■ FRAGMENTO PROPORCIONADO ■
■ ■ ■ ■ ■ ■ ■

Mayo se despidió, según costumbre, con algunos de los días más hermosos del año -sólo superados, si acaso, por las jornadas del anticiclón de Adviento-, el sol tendido a media tarde sobre las fachadas de las calles en semicurva, dulces ensoñaciones cabalgando memorias de viejos sueños, el tiempo implacable y suspendido por los ecos de los ecos de los ecos del remotísimo Jericó y sus trompetas, bálsamos eternos del alma y del cuerpo y... encima va el Oviedín ¡y sube! Por Dios que tal deseo nos ha costado sangre, sudor y lágrimas.

Sólo se consigue lo que se desea. Sólo se desea lo que se puede lograr. Sólo se desea lo imposible. Sólo se desea lo conseguido que, por eso mismo, de inmediato se esfuma.

La cuestión es el deseo, pero ¿qué significa más allá de la palabra abandonada?

■ ■ ■ ■ ■ ■ ■

■ INFORMACIÓN PROPORCIONADA ■
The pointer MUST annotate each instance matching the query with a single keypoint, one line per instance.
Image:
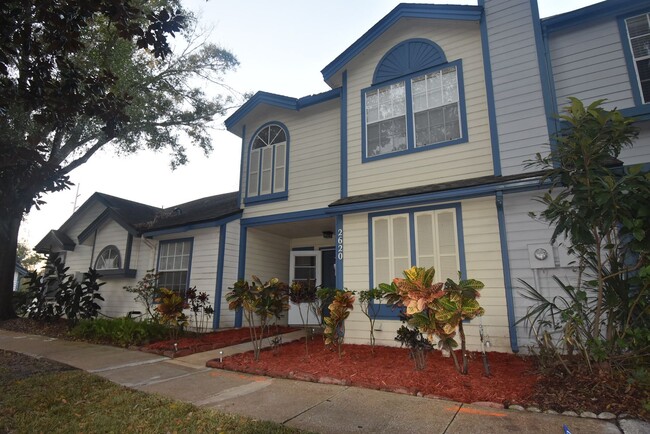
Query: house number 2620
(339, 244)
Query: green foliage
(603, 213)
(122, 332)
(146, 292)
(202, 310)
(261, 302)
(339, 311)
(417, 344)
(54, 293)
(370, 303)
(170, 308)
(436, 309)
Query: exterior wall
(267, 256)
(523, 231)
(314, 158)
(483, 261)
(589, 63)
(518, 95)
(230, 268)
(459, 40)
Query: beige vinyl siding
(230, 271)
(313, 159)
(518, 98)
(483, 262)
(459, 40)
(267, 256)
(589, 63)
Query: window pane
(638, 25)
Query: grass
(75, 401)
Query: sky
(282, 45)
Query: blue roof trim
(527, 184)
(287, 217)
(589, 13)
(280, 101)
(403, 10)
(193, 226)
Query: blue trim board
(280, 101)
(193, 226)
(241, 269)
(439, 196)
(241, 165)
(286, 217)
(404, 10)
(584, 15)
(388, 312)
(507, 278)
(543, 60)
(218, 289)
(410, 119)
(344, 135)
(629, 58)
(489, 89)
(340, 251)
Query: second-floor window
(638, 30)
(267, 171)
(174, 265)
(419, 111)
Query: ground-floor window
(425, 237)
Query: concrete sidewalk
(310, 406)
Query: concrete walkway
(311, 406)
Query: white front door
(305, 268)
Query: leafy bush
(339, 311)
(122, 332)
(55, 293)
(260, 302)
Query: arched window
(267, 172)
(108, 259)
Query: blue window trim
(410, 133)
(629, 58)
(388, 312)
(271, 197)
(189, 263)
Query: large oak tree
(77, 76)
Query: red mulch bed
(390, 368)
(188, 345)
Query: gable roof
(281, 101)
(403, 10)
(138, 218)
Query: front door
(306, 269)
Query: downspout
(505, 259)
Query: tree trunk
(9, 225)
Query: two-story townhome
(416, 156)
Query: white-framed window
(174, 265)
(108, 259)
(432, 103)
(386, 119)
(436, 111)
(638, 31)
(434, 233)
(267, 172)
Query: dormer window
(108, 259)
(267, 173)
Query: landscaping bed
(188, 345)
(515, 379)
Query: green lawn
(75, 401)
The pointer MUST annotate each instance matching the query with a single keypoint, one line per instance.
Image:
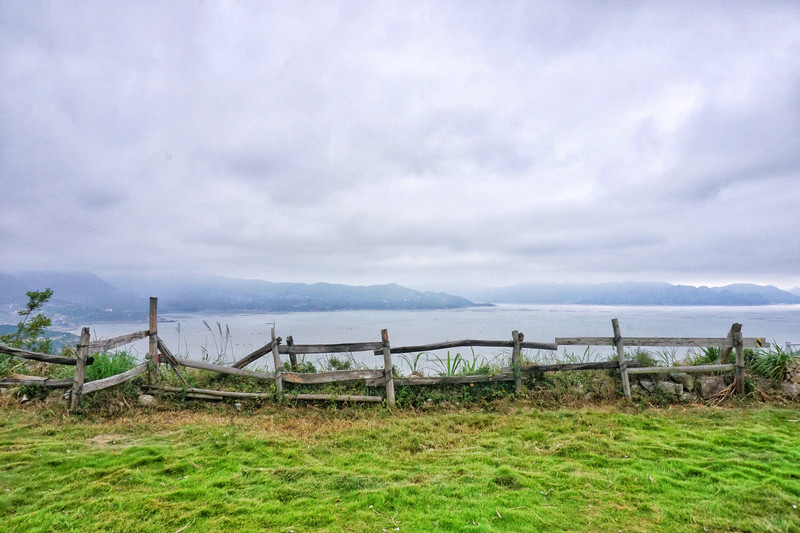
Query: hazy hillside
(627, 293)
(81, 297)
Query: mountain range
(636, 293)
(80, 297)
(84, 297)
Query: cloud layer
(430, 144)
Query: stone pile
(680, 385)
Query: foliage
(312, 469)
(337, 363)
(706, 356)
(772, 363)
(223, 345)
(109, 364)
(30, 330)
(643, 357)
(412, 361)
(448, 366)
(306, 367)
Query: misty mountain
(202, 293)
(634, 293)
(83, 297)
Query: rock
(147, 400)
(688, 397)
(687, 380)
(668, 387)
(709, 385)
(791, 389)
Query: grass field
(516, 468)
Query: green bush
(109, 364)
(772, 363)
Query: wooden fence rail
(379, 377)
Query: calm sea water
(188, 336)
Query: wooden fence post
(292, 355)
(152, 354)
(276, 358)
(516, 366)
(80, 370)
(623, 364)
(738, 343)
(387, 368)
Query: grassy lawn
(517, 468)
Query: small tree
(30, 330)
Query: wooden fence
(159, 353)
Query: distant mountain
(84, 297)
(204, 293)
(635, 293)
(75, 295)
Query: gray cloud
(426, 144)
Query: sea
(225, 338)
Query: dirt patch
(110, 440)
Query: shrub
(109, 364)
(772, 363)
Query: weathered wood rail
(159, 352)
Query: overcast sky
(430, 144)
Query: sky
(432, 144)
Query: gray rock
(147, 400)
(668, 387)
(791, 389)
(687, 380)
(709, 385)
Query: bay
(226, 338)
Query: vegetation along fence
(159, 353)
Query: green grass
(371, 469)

■ ■ ■ ■ ■ ■ ■

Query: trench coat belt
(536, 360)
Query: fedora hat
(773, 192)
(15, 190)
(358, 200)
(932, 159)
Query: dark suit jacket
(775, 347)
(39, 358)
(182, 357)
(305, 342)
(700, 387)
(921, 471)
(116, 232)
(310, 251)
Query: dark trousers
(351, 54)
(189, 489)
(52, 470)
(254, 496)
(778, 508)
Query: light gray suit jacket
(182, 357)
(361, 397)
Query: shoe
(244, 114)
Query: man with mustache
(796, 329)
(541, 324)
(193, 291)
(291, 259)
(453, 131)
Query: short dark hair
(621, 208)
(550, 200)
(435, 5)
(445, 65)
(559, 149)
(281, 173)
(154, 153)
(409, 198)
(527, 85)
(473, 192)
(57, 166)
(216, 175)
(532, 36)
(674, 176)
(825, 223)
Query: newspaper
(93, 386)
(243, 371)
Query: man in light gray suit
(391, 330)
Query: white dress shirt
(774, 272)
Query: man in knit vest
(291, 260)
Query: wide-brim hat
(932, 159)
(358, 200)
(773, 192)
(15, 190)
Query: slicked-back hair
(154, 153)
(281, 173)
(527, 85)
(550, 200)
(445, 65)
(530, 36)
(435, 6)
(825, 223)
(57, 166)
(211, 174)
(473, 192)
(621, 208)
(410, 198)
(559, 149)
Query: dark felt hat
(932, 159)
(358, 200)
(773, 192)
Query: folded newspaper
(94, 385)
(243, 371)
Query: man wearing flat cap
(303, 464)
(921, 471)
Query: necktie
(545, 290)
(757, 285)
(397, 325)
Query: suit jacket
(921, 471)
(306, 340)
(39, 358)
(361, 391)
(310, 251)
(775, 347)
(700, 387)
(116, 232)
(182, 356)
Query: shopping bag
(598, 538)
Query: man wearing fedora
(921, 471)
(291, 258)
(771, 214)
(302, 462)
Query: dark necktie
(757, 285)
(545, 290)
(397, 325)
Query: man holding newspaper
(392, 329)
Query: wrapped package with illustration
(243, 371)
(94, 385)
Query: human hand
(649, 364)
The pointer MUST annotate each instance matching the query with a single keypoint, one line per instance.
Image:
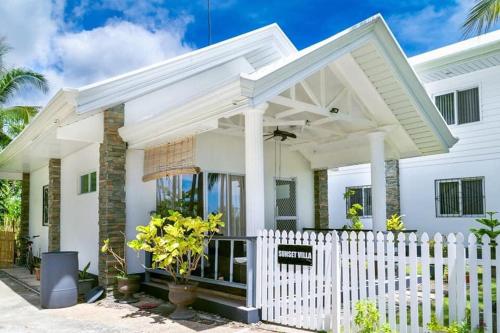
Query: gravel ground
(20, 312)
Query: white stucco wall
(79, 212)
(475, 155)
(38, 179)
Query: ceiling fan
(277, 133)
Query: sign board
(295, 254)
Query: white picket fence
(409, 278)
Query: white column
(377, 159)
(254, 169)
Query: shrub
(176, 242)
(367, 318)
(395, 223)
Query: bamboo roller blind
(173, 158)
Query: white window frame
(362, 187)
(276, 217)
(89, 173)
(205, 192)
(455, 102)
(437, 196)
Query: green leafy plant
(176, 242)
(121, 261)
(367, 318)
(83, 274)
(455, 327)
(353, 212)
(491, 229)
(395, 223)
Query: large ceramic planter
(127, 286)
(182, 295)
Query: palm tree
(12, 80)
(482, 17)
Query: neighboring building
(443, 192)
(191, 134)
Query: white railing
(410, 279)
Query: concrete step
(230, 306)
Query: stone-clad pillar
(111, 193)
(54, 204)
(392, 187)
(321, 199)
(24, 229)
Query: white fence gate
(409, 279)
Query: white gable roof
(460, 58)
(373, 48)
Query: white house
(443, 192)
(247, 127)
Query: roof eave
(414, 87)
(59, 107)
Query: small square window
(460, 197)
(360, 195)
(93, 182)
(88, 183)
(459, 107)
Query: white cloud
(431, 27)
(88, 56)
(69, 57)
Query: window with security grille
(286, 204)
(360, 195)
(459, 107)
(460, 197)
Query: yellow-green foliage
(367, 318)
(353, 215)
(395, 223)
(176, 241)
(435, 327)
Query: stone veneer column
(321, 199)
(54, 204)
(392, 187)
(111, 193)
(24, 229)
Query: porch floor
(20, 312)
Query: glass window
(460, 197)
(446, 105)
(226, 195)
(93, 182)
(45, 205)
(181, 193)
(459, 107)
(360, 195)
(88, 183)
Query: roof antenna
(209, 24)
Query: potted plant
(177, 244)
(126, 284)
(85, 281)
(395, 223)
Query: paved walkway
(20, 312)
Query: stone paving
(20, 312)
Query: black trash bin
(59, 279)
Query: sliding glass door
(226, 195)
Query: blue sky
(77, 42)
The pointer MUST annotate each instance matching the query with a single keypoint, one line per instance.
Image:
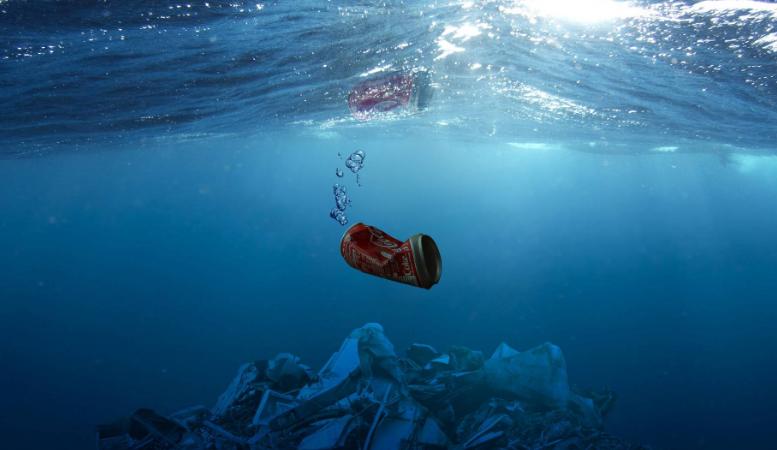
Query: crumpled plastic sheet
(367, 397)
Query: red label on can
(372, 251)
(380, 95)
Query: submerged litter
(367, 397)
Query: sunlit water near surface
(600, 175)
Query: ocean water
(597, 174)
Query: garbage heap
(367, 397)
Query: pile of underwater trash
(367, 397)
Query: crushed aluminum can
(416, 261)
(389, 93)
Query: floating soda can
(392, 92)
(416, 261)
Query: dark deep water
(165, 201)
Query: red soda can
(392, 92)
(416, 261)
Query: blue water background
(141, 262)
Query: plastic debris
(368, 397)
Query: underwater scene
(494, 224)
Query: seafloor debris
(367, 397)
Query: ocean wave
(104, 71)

■ ■ ■ ■ ■ ■ ■

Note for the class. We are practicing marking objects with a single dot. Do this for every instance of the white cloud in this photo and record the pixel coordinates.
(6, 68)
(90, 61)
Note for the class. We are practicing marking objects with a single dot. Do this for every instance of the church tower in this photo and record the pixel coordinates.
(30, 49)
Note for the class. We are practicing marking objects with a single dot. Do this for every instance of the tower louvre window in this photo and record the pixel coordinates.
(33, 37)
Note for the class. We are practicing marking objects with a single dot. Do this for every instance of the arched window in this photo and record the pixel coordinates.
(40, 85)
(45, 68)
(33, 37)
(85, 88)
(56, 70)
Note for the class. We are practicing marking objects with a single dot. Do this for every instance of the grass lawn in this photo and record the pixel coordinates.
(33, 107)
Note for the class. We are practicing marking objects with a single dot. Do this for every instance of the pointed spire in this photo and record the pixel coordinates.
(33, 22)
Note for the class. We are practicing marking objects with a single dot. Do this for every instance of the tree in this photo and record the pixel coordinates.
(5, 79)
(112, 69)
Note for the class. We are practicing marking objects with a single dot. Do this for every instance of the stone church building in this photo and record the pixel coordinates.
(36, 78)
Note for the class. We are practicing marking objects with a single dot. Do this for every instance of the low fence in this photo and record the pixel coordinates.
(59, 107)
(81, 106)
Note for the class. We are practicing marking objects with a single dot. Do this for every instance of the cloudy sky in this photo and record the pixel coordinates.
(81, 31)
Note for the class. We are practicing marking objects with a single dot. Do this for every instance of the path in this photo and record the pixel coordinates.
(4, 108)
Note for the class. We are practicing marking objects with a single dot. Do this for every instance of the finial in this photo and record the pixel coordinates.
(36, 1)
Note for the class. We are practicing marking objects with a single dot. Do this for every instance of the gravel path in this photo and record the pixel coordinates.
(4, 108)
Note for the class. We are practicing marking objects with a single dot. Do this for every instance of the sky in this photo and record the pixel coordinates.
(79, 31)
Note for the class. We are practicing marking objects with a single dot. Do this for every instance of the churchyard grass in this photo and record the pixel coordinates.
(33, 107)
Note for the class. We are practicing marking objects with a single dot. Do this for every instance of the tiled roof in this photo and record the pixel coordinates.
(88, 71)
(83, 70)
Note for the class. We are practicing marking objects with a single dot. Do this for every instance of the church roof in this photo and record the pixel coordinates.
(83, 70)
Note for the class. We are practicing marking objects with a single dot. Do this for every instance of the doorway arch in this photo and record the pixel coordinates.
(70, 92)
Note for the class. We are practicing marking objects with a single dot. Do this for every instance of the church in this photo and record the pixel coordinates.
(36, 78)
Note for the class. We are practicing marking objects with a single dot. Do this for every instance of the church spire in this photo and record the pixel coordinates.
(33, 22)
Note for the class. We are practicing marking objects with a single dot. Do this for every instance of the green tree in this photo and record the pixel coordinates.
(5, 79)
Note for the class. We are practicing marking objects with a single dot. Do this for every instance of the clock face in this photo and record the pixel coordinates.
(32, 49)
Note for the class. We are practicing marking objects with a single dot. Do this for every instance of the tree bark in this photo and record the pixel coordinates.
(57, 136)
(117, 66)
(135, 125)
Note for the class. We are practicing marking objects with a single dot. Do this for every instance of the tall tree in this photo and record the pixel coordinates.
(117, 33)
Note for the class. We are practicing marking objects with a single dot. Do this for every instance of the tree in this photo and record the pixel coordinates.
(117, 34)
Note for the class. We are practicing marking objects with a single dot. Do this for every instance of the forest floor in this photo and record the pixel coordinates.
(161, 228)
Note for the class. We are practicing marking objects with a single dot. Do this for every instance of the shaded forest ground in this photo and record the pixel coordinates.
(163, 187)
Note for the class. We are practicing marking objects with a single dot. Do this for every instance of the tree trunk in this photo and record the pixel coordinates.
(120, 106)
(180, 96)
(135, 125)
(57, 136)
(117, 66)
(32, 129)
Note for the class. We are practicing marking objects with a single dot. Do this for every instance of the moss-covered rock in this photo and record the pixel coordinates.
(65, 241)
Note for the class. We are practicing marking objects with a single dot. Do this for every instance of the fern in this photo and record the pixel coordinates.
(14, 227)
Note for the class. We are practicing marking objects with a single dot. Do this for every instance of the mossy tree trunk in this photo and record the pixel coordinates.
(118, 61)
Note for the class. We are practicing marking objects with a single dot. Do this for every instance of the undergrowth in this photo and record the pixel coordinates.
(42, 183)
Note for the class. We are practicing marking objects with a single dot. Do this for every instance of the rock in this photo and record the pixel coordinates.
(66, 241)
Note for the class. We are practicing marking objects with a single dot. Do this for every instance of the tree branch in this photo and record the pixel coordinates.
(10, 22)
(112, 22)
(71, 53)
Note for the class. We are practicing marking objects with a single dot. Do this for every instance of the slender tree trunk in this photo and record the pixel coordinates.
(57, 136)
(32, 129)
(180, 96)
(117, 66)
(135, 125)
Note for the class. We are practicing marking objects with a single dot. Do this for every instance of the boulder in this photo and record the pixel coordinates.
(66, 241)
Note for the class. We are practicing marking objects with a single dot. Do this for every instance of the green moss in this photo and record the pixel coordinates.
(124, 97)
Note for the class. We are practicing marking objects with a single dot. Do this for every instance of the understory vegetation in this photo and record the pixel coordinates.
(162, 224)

■ ■ ■ ■ ■ ■ ■

■ INSTRUCCIONES ■
a – Responda, a partir del fragmento sobre mayo y el deseo, a las siguientes preguntas:
(i) ¿Qué jornadas superan, si acaso, a los días con que se despidió mayo?
(ii) ¿Qué hace el Oviedín?
(iii) ¿Cuál es la cuestión, según la última oración?
b – Retome el fragmento sobre mayo y el deseo a continuación de su última oración y prosiga la escritura.

■ RESPUESTAS EN ORDEN ■
a –
(i) Las jornadas del anticiclón de Adviento.
(ii) Sube.
(iii) El deseo.

b –
Deleuze le dio la vuelta al discurso freudiano, que a fin de cuentas es el oficial y se remonta a milenios atrás, y rompió la dialéctica del deseo vinculado a la tendencia a conseguir determinada cosa -o persona o ideal o...- de la que se carece.

No. El deseo es producción y, por lo tanto, siempre está ligado a un conjunto. Romeo no amaba a Julieta desnuda -quiero decir, sola y sin más-, sino en unión de los escenarios que presidía, lo que había sido con su legión de Capuletos, las ciudades y los campos concernidos y lo que podrían alcanzar juntos los dos amantes en mil universos imaginados. El deseo, según Deleuze, es una disposición, es un acto de disponer, de colocar, ordenar y situar en el espacio una serie de objetos que fuera de esa trama de enlaces no pasarían de fantasmas desdibujados.

Por eso desear es rematadamente difícil, por eso

Cernuda pinta al deseo derrotado ante el olvido,

por eso raramente se cumplen nuestros sueños, por eso eres imposible, amada mía.

(Para la terapia de esta semana se recomienda vivamente la sinfonía «Heroica», de Beethoven, en homenaje, claro, al Real Oviedo).